● **Do this**
Reproduce the passage on education policy papers word for word, between "Consistent with the" and "for low-income students.", inclusive.

● **Passage given**
::::::::
Consistent with the theme of this year’s CIES conference, two of the papers study issues directly related to education in a digital society. The first of these assesses the challenges associated with implementing a school program in Mexico that relies heavily on educational technology in areas where students lack access to technological devices and stable internet connectivity or have never been exposed to these resources. The paper reviews the empirical research on whether such programs have any impact on students’ educational outcomes and also discusses whether such programs significantly improve digital literacy for low-income students.
The second of these digital policy papers compares AI policies in higher education institutions across the U.S. and Brazil, showing that institutions worldwide are adopting diverse approaches to its usage and examining how these policies reflect broader socio-political and geographical contexts. The study will show that context is important in developing equitable, context-sensitive AI policies in higher education and that, therefore, its findings are expected to highlight the need for a nuanced understanding of AI's role in global education and the importance of developing equitable, context-sensitive AI policies.
::::::::
● **Stored rows**
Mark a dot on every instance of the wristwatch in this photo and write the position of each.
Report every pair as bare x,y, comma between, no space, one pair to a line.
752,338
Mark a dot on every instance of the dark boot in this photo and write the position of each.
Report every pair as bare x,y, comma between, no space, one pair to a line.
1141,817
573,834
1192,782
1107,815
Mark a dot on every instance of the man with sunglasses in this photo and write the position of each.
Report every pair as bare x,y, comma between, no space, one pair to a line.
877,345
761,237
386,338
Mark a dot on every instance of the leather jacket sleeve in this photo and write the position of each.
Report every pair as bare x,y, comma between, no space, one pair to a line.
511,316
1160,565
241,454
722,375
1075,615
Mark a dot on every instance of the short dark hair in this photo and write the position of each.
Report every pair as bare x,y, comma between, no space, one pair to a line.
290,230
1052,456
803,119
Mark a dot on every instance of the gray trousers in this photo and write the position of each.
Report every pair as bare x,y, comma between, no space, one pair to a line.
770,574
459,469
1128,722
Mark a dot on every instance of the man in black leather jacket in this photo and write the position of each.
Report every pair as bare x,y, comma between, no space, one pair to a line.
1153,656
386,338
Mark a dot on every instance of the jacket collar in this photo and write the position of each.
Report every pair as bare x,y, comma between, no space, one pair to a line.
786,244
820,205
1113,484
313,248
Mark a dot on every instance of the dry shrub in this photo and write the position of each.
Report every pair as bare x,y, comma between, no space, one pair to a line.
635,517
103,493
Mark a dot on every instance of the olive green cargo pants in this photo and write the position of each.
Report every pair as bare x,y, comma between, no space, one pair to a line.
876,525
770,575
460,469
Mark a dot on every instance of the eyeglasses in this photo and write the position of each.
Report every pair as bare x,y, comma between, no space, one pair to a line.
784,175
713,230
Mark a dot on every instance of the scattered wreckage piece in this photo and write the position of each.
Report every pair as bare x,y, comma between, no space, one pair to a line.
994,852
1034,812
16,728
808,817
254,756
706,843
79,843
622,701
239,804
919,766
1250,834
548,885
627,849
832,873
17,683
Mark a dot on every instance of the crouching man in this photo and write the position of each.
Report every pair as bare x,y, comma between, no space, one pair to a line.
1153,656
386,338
::::::::
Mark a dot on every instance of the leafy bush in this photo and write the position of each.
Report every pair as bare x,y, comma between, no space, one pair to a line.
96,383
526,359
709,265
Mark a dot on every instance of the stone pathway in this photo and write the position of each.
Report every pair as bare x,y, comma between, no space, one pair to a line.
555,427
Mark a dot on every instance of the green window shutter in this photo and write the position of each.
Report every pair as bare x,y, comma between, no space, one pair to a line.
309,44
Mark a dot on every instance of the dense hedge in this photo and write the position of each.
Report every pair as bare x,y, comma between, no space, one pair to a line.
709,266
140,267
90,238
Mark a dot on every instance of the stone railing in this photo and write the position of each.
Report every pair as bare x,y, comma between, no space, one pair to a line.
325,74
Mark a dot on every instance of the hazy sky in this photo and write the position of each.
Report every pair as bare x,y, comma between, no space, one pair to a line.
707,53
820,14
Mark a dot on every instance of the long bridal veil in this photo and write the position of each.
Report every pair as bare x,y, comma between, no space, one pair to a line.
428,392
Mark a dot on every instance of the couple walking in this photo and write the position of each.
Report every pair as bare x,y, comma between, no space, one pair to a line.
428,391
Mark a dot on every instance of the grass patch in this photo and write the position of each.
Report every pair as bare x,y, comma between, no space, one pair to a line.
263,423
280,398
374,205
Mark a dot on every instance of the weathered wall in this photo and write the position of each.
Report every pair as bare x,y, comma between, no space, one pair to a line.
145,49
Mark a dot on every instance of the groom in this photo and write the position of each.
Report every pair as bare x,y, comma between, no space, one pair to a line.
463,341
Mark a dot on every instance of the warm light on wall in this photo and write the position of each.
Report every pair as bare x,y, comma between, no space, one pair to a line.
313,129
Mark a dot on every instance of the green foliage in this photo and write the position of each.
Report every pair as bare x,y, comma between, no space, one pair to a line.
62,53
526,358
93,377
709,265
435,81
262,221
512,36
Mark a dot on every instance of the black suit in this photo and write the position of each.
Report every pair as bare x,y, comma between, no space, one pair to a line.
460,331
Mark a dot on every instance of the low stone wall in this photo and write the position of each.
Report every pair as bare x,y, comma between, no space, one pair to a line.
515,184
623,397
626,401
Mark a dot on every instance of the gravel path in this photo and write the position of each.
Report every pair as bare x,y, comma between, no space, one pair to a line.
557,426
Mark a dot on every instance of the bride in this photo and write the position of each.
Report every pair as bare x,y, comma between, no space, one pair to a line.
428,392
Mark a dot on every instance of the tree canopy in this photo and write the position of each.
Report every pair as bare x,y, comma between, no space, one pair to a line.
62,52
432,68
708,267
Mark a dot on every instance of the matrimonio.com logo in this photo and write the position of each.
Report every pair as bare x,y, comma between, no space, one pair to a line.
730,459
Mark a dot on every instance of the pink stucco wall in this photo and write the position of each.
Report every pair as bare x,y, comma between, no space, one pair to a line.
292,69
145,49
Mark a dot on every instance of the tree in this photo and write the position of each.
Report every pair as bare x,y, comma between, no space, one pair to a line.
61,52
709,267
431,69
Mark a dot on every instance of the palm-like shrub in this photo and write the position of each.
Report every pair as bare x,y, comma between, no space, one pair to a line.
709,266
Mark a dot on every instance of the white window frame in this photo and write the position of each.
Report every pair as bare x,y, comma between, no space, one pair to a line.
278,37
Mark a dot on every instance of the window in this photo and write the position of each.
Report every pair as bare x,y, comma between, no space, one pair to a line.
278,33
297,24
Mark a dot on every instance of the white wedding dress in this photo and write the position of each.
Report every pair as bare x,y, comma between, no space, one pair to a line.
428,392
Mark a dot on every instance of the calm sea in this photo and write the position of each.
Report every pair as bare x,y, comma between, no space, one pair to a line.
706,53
::::::::
● **Response for this exercise**
Consistent with the theme of this year’s CIES conference, two of the papers study issues directly related to education in a digital society. The first of these assesses the challenges associated with implementing a school program in Mexico that relies heavily on educational technology in areas where students lack access to technological devices and stable internet connectivity or have never been exposed to these resources. The paper reviews the empirical research on whether such programs have any impact on students’ educational outcomes and also discusses whether such programs significantly improve digital literacy for low-income students.